● **What to do**: Identify every line in the rows below that contains the string "cabinet", and copy each of those lines.

Segmentation labeling items:
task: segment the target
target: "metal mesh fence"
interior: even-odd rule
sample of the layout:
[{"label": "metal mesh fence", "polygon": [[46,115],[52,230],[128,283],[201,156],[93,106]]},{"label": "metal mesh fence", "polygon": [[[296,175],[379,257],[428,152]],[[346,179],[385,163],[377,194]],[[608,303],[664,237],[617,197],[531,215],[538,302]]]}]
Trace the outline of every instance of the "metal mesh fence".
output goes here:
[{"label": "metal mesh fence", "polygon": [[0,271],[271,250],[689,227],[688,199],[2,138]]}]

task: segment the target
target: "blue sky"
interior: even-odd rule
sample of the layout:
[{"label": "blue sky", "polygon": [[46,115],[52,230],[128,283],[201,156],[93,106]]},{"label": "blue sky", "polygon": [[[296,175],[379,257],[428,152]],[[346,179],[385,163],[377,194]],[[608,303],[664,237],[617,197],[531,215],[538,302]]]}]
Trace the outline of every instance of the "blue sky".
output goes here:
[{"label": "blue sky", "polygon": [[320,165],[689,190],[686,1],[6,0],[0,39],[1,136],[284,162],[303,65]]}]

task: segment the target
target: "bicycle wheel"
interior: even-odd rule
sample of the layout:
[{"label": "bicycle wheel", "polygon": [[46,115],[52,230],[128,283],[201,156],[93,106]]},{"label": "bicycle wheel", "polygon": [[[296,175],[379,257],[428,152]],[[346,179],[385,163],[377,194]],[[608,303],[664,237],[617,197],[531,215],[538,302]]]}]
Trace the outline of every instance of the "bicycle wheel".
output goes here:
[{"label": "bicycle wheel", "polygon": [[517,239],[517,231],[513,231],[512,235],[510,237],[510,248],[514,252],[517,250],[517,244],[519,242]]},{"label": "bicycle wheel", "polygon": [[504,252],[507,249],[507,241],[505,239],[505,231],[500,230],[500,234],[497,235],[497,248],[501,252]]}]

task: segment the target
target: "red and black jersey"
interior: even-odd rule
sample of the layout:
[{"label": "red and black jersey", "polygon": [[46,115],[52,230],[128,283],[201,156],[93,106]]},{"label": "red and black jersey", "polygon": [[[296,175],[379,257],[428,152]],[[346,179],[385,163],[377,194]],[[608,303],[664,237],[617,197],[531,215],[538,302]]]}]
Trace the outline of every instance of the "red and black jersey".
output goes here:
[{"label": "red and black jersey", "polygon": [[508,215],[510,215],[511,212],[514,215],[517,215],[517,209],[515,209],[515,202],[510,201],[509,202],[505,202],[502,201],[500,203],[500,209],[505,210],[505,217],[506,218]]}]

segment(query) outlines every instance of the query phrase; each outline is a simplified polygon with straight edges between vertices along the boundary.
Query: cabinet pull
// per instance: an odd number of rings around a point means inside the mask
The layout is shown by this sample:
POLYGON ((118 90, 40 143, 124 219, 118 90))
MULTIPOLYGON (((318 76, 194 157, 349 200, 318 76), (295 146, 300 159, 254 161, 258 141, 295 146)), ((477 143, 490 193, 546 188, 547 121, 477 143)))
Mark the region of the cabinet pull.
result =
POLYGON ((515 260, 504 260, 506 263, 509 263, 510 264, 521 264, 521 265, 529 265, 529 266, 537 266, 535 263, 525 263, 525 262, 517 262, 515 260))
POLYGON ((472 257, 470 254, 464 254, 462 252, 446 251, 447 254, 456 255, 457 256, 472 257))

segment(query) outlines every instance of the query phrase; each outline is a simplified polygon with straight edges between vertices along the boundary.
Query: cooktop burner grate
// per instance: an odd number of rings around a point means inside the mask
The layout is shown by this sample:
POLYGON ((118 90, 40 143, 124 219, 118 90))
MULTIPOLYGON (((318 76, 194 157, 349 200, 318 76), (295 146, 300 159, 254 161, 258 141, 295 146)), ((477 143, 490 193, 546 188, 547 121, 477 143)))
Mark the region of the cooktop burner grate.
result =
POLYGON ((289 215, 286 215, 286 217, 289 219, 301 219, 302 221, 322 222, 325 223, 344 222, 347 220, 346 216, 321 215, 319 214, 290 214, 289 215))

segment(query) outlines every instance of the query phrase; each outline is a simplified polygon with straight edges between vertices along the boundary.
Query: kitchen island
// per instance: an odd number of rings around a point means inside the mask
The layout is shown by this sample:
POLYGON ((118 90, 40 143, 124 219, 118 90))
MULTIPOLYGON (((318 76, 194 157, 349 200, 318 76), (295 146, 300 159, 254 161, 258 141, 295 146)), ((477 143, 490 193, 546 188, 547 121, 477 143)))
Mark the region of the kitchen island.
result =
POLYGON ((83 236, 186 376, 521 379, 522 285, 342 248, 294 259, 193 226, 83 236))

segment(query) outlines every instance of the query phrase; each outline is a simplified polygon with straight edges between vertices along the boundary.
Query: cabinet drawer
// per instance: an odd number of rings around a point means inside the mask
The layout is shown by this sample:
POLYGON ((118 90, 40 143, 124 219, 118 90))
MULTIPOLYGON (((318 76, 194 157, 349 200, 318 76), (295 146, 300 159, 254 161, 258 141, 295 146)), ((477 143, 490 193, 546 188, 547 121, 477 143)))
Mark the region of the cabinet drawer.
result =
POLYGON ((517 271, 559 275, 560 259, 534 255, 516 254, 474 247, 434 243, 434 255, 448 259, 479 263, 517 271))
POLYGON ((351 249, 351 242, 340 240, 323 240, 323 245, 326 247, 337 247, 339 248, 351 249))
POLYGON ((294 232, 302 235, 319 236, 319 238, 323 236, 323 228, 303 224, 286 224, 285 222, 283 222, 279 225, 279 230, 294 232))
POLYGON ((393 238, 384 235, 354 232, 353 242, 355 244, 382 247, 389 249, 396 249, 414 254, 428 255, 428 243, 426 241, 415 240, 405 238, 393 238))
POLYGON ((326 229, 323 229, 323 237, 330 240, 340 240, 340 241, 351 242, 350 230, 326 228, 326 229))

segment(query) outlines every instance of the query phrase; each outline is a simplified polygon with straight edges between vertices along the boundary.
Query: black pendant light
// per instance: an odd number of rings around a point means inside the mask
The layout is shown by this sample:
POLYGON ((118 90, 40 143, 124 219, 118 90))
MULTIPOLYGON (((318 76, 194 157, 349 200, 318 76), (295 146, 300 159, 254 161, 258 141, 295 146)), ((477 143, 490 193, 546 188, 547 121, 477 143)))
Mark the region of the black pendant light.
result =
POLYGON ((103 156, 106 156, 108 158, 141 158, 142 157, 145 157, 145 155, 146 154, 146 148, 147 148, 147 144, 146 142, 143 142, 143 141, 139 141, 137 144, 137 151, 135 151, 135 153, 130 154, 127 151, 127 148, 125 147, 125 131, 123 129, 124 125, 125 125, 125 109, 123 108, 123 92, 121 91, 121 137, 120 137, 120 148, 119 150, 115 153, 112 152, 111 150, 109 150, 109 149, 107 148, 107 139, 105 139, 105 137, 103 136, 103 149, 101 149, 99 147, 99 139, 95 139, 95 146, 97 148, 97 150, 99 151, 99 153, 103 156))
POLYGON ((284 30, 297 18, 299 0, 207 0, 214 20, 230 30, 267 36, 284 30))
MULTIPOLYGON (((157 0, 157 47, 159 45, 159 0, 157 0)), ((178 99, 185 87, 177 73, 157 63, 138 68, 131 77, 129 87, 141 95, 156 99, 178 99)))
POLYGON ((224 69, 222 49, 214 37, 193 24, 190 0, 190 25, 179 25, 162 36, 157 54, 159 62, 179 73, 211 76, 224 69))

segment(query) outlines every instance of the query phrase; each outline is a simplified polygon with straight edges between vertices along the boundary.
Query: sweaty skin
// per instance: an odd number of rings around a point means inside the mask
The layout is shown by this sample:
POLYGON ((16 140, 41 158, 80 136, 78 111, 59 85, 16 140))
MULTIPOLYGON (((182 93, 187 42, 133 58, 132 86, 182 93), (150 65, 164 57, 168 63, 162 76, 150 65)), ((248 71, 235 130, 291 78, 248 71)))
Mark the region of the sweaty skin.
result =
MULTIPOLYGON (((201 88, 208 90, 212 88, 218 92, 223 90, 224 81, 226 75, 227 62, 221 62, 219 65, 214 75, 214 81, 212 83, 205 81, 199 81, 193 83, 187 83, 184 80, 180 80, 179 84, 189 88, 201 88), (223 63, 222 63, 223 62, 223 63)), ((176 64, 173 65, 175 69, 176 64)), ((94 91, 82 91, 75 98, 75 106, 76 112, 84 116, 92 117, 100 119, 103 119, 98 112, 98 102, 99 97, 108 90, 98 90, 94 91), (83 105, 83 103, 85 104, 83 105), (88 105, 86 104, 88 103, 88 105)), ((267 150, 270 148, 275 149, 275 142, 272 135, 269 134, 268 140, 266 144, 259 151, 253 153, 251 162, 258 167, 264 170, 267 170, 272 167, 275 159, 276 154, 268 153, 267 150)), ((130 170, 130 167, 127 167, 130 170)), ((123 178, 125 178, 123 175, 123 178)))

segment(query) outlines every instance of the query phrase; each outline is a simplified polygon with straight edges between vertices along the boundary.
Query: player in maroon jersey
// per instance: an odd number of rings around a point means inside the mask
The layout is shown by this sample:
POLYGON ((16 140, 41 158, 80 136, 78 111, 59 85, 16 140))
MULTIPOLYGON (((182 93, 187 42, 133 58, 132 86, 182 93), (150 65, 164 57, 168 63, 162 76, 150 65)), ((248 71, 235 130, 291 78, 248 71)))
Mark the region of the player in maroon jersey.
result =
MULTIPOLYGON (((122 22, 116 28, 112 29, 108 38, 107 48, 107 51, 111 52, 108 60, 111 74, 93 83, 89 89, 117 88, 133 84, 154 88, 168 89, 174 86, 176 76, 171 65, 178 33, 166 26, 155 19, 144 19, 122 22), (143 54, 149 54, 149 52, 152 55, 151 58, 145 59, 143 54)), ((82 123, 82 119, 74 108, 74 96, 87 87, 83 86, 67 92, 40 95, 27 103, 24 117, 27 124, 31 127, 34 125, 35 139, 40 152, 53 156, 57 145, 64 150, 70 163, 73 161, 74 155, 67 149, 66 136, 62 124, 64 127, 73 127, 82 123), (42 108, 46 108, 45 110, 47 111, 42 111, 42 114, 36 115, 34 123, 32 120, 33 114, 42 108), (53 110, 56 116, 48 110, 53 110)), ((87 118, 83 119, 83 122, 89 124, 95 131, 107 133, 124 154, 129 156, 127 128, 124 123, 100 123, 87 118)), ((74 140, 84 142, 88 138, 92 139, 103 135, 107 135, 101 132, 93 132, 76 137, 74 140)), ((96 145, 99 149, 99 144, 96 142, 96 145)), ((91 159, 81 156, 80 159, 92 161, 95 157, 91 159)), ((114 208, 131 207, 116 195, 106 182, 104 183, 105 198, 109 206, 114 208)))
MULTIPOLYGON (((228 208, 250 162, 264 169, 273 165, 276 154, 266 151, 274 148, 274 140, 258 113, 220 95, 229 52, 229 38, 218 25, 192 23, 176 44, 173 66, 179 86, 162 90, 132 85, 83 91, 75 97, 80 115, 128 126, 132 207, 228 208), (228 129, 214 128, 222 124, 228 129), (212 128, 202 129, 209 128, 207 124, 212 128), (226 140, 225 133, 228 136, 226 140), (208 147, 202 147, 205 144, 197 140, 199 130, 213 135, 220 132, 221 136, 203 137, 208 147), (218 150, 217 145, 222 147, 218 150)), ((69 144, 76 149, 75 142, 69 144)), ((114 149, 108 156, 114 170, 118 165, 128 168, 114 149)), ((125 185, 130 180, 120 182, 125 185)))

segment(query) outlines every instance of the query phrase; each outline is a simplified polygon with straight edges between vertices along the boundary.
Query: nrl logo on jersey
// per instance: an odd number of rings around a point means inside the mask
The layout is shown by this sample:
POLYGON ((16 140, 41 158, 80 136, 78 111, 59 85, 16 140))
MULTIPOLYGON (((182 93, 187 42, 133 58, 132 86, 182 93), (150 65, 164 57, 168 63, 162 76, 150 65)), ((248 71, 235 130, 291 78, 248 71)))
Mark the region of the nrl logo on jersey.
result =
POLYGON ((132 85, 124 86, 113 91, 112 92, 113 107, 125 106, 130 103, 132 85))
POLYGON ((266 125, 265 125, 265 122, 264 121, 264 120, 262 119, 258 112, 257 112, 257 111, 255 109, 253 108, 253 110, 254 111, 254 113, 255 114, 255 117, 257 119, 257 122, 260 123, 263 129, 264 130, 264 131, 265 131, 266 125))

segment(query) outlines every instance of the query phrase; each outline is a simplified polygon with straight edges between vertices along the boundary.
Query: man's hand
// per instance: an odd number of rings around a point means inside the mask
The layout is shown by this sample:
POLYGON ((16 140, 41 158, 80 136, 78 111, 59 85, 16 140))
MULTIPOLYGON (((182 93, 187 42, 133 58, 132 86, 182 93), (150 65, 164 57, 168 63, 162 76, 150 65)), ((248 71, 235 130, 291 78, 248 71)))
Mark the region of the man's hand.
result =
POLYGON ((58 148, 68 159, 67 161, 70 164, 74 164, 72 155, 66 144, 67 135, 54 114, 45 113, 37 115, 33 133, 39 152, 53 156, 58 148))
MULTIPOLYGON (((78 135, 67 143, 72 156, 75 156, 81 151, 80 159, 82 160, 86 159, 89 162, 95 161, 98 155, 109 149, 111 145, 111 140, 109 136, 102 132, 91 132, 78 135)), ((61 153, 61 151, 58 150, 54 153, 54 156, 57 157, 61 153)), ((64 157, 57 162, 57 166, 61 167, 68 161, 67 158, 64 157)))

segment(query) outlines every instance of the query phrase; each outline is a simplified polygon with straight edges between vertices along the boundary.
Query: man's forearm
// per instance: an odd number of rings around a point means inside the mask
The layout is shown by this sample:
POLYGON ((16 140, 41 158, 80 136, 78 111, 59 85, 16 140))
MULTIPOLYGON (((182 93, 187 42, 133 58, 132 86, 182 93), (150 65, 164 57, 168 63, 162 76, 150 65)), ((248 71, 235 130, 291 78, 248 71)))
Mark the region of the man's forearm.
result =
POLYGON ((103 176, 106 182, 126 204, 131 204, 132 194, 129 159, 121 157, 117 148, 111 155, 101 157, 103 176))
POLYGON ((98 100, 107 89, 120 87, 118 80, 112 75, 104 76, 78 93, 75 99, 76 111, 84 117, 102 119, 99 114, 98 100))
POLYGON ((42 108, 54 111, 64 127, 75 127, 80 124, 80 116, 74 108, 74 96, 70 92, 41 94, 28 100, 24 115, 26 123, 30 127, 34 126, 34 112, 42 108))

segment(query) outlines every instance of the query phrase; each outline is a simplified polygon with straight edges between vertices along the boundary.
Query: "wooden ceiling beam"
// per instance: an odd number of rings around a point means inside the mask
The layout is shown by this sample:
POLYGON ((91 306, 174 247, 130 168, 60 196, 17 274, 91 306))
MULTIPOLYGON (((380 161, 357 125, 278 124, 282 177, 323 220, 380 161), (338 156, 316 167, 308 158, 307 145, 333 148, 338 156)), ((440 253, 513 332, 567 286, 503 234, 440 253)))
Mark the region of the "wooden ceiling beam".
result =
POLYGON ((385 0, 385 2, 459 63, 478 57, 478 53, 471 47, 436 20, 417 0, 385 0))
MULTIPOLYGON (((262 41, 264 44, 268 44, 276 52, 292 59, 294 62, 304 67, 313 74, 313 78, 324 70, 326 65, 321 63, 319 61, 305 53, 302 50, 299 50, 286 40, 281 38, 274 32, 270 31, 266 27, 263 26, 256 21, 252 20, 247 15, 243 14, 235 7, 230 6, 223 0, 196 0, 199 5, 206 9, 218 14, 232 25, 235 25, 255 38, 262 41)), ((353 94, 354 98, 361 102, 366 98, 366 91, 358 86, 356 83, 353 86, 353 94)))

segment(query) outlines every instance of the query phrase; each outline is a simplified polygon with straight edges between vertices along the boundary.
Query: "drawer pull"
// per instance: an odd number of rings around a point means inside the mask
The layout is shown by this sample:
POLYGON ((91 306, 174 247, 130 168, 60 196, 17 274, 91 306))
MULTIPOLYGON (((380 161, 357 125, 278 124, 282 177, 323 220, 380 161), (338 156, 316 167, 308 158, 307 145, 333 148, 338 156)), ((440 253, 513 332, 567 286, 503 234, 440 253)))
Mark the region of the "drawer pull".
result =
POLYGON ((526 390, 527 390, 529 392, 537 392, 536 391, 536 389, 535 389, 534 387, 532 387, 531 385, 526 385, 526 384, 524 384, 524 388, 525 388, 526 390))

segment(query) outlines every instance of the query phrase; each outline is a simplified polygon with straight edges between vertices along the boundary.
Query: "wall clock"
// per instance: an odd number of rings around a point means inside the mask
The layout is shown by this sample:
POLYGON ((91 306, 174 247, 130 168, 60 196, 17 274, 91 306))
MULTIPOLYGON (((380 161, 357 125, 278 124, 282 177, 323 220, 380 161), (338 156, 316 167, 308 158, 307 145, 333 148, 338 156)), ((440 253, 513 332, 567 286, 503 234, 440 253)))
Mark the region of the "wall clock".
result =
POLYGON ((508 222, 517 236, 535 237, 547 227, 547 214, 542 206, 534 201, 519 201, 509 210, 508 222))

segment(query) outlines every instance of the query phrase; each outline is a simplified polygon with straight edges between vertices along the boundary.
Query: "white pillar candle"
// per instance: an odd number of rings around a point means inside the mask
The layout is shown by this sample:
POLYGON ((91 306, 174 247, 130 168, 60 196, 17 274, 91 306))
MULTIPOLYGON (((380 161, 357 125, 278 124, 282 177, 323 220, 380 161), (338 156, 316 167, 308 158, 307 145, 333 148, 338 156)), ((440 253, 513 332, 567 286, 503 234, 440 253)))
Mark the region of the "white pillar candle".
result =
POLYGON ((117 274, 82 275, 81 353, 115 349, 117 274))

● **Exercise solution**:
Query: cabinet pull
Mark the region of the cabinet pull.
Query: cabinet drawer
Mark the region of the cabinet drawer.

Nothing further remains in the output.